▸ Exercise requirements
Print the stretch of items below from the line containing "Highlight the small shrub" through the line containing "[262,170,470,208]", both ends included. Reproduce every line in that range unchanged and output nothing else.

▸ Data for the task
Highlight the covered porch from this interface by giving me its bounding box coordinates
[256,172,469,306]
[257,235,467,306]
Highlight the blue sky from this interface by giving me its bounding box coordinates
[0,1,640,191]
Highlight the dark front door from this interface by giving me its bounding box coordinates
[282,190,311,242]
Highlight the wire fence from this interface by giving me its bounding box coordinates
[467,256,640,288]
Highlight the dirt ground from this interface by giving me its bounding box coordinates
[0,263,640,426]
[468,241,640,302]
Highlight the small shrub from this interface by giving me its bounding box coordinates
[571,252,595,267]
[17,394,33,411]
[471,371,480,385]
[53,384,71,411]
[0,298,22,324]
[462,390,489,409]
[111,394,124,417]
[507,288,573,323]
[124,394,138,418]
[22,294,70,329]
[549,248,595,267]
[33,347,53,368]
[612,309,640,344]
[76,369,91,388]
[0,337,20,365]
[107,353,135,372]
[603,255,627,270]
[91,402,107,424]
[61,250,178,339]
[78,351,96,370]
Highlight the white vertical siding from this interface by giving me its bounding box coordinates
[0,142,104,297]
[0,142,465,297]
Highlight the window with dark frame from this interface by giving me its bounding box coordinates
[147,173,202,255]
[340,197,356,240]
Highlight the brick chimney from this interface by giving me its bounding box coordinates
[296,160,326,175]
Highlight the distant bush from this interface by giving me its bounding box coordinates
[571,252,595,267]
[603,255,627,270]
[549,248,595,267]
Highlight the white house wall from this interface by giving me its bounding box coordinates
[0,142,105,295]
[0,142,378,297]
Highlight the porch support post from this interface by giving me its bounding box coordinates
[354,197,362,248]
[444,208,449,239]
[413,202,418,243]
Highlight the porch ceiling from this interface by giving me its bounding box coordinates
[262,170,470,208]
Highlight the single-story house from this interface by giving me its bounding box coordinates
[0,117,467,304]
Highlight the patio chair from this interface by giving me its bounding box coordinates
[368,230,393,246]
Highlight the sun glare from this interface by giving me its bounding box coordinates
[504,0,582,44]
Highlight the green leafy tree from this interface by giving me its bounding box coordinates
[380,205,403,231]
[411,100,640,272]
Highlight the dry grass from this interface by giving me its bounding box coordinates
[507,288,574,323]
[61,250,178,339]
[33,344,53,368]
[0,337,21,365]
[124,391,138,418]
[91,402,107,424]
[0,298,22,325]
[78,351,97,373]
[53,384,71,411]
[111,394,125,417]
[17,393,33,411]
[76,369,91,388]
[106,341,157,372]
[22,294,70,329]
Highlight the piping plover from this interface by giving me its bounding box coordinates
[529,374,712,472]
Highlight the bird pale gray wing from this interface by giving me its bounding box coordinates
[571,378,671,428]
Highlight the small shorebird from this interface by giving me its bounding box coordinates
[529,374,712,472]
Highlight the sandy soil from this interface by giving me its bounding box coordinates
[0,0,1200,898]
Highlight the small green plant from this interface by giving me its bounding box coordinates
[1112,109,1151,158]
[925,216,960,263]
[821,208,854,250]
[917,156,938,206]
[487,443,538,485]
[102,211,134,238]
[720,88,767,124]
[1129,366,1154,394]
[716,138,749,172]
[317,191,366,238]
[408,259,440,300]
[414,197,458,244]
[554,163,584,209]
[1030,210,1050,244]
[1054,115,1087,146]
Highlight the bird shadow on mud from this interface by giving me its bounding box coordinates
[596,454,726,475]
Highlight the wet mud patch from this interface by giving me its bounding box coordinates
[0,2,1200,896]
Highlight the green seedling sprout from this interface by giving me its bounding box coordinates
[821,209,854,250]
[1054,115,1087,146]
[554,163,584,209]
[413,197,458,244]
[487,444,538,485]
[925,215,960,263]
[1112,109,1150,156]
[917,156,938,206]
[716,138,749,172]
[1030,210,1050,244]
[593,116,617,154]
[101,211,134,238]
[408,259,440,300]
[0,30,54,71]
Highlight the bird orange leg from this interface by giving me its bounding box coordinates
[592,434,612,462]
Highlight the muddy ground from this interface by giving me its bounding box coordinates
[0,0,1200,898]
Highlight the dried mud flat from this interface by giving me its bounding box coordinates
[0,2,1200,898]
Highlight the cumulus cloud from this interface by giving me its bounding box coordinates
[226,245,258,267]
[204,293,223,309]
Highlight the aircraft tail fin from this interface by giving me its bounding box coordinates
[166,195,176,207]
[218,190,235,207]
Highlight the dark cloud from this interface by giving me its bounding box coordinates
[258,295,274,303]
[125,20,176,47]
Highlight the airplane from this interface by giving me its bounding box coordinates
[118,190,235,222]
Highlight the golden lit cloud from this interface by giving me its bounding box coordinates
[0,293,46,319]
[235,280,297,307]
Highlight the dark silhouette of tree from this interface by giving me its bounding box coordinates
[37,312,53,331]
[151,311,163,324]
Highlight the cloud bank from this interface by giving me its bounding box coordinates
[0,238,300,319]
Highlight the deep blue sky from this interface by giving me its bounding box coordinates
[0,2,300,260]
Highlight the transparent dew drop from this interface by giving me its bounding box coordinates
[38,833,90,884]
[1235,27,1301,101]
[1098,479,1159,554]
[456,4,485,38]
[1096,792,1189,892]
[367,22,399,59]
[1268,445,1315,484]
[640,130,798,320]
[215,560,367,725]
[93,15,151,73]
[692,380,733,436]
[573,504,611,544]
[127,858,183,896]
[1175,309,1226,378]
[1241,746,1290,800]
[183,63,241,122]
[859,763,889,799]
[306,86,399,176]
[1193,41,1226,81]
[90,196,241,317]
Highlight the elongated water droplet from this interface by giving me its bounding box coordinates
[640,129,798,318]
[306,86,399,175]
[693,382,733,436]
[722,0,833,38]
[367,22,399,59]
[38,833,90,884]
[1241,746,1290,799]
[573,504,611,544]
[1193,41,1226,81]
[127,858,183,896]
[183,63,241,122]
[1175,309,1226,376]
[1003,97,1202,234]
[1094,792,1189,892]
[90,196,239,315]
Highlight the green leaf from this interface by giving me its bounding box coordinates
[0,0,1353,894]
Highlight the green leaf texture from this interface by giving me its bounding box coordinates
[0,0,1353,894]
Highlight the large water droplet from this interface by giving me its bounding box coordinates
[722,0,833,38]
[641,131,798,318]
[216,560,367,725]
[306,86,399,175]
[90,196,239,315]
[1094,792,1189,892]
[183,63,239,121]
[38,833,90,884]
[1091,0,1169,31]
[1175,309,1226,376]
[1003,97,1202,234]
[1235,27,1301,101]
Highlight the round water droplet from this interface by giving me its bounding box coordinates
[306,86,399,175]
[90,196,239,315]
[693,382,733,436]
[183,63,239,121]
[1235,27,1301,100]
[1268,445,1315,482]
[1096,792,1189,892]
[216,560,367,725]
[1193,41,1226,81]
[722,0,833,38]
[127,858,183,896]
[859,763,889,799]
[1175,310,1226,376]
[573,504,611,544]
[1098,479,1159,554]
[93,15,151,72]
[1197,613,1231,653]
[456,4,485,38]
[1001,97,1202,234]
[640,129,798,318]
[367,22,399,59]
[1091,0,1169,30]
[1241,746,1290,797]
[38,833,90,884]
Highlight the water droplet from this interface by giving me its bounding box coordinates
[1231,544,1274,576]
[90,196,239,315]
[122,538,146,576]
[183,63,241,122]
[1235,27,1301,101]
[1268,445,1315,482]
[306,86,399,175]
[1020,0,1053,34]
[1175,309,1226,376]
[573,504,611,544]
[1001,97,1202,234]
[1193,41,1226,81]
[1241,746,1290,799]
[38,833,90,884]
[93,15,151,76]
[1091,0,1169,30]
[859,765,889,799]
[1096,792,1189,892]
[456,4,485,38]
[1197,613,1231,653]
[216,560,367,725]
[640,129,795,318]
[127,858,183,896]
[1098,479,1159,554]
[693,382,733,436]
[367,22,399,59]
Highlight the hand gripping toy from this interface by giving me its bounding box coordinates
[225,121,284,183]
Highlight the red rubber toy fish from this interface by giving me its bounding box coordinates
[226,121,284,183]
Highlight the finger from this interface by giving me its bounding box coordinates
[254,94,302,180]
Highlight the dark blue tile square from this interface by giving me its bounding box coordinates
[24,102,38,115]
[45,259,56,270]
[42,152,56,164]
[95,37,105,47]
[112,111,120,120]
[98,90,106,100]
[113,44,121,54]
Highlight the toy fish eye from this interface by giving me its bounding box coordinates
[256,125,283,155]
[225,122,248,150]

▸ Written response
Highlight the small shrub from this interface by giving me its bounding box coordinates
[571,252,595,267]
[17,394,33,411]
[471,371,480,385]
[53,384,71,411]
[0,298,22,324]
[462,390,489,409]
[111,394,124,417]
[507,288,573,323]
[124,394,138,418]
[22,294,70,329]
[549,248,595,267]
[33,347,53,368]
[612,309,640,344]
[76,369,91,388]
[0,337,20,365]
[107,353,135,372]
[603,255,627,270]
[91,402,107,424]
[61,250,178,339]
[78,351,96,370]
Highlight the white vertical siding from this interface by giving me its bounding box coordinates
[0,142,104,297]
[0,142,465,297]
Highlight the window with dark frame from this interface by giving me its bounding box coordinates
[147,173,202,255]
[340,197,356,240]
Highlight the brick chimney from this interface by giving me its bounding box coordinates
[296,160,326,175]
Highlight the distant bush from this interface by giving me its bounding box coordinates
[571,252,595,267]
[603,255,627,270]
[549,248,595,267]
Highlight the white house wall from this interface by giving me its bounding box coordinates
[0,142,105,295]
[0,142,378,297]
Highlight the porch support post from this interface by giving me its bounding box coordinates
[354,197,362,248]
[444,208,449,239]
[413,202,418,243]
Highlight the porch ceiling from this interface by giving me its bounding box coordinates
[262,170,470,208]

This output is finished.